▶ [LIST OF TASKS]:
1) According to the passage about Goodwill Central Coast's Salinas warehouse, how many loading docks does the warehouse have?
2) From the passage about Goodwill Central Coast's Salinas warehouse, list each item with a week left to bid on shopgoodwill.com, together with its price.

The first thing a visitor to Goodwill Central Coast’s Salinas headquarters notices is its sheer size. The 98,000-square-foot warehouse has 21 loading docks, and trucks come and go daily, delivering donated goods from over a dozen locations. Goods are sorted, priced and tagged, then shipped out daily to stores, which receive new secondhand goods every day.

Opened in 2017 at a cost of $16 million, this warehouse serves a three-county region (Monterey, Santa Cruz and San Luis Obispo), along a 160-mile stretch. The region includes 14 stores and two outlets, at the Salinas hub and another, smaller warehouse in San Luis Obispo.

This facility, combined with the explosion of online retail sales, have enabled Goodwill to grow. When Alan Martinson, vice president of retail and e-commerce, started in 2016, there were about 220 employees. Today, there are 575.

That includes a team of 26 people who handle e-commerce, which is the first prospective stop for incoming donations of clothing, books, records and home goods. In the past year, Goodwill Central Coast staff have prepared 8.9 million items for sale.

The most valuable stuff goes upstairs for e-commerce, where a team photographs and posts items on a range of platforms like eBay and Amazon, and also at shopgoodwill.com. On a recent day, the searchable site shows some of what’s available in Salinas, with a week left to bid: a Hermes silk scarf for $201, an 18-karat gold necklace for $311, a Dutch oven for $26, a mandolin for $89. On Nov. 15, they sold a Rolex watch for $4,001.

▶ [EXTRACTED ENTRIES]:
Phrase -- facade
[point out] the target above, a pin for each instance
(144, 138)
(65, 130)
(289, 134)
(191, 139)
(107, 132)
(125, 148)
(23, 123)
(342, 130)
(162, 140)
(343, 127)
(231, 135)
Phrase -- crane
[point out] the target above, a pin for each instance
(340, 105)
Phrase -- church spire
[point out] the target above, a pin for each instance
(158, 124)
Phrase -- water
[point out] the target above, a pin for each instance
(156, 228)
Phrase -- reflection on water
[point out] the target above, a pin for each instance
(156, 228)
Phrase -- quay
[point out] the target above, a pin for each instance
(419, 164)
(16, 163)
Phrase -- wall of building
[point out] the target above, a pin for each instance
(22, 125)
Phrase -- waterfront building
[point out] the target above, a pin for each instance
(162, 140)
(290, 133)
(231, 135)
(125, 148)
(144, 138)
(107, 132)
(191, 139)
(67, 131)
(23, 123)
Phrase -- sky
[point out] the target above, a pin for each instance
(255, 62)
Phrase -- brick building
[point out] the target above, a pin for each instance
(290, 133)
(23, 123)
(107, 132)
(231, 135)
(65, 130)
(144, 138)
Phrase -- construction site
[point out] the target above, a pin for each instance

▶ [ANSWERS]:
1) 21

2)
- Hermes silk scarf: $201
- 18-karat gold necklace: $311
- Dutch oven: $26
- Mandolin: $89